• [COMPITO ASSEGNATO 1]:
Stabilisci se le affermazioni (a), (b) e (c) concordano con il testo sull'Ebola. Per ciascuna rispondi sì o no e cita esattamente le parole del testo che lo dimostrano.
(a) Il tempo massimo di incubazione della malattia è di 21 giorni.
(b) L'Ebola può contagiare anche durante il periodo di incubazione.
(c) In un villaggio, dopo il primo caso, sono morti altri 4 familiari.
• [COMPITO ASSEGNATO 2]:
Rispondi a queste domande sul testo sull'Ebola:
(a) Per quanti giorni le autorità tengono sotto controllo i contatti?
(b) Dove vengono isolati i contatti?
(c) Che cosa si fa con i contatti che mostrano sintomi?
• [COMPITO ASSEGNATO 3]: Scrivi il seguito del testo sull'Ebola, a partire dalla sua ultima frase.

━━ TESTO FORNITO ━━

Sia nel nostro distretto che nel paese in generale, ci si aspetta un aumento del numero dei casi, poiché, considerate l’alta diffusibilità della malattia e le modalità di gestione familiare dei malati, è certo che ogni deceduto lascia dietro di sé una scia di contagiati (per esempio, in un nostro villaggio, dopo il primo caso, sono morti, in rapida successione, altri 4 familiari, i quali, a loro volta, molto probabilmente hanno contagiato altri parenti).
Lo sforzo delle autorità, in questi casi, è quello di individuare tutti i contatti, isolarli presso il proprio domicilio e monitorarli per 21 giorni (cioè il tempo massimo di incubazione della malattia), ricoverando quelli che manifestano sintomi. Molti contatti sfuggono ai controlli e continuano a circolare, ma, per fortuna, diversamente dalla generalità delle malattie virali, l’Ebola contagia solo in fase sintomatica, non nel periodo di incubazione.

━━━
━━ DATI GREZZI ━━

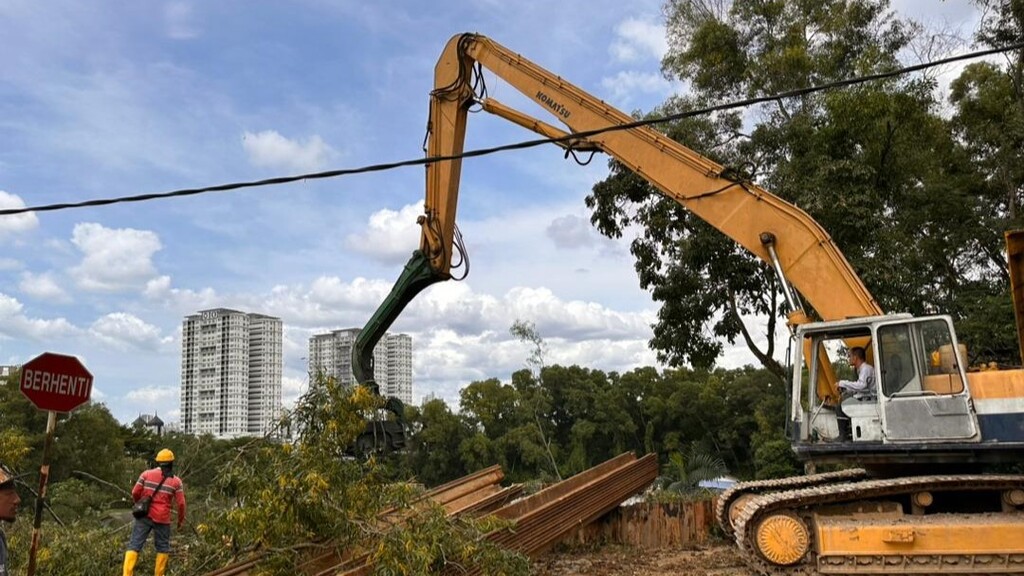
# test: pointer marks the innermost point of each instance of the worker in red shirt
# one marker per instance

━━━

• [RISULTATO 1]:
(a) Sì: "monitorarli per 21 giorni (cioè il tempo massimo di incubazione della malattia)".
(b) No: "l’Ebola contagia solo in fase sintomatica, non nel periodo di incubazione".
(c) Sì: "dopo il primo caso, sono morti, in rapida successione, altri 4 familiari".

• [RISULTATO 2]:
(a) Per 21 giorni.
(b) Presso il proprio domicilio.
(c) Vengono ricoverati.

• [RISULTATO 3]:
Per paura del ricovero (vissuto come un internamento e come luogo nel quale si va a morire), molti ammalati non si presentano presso i centri sanitari, o scappano dagli stessi centri di cura e muoiono nei villaggi in mezzo alla foresta. Per questo motivo, è certo che il numero reale dei morti e dei contagiati è superiore a quello ufficiale e non stimabile con esattezza. Intorno alle città di Bo e Kenema, per le strade, vengono spesso ritrovati cadaveri (positivi per Ebola) e non è chiaro se si tratta di pazienti abbandonati dalle famiglie per paura del contagio o di persone che scappano per paura di essere ricoverate.
Le iniziative messe in campo dalle autorità per contrastare l’epidemia si basano soprattutto sulla sensibilizzazione della popolazione riguardo alla natura della malattia e alle modalità di trasmissione, sull’individuazione e controllo dei contatti, sull’individuazione e monitoraggio di tutti i soggetti con febbre nei territori interessati (con una ricerca casa per casa, grazie all’aiuto di volontari addestrati), su misure generali di riduzione dei movimenti della popolazione (chiusura di mercati, scuole, ecc., con gravi ripercussioni economiche), l’uso della clorina per il lavaggio delle mani in tutti i luoghi pubblici, cordoni sanitari intorno ad alcuni dei villaggi che hanno avuto casi di Ebola e altro ancora. In questi giorni sono stati (finalmente!) isolati i 2 distretti maggiormente colpiti, con posti di blocco e l’introduzione di un pass per entrare e uscire dal territorio.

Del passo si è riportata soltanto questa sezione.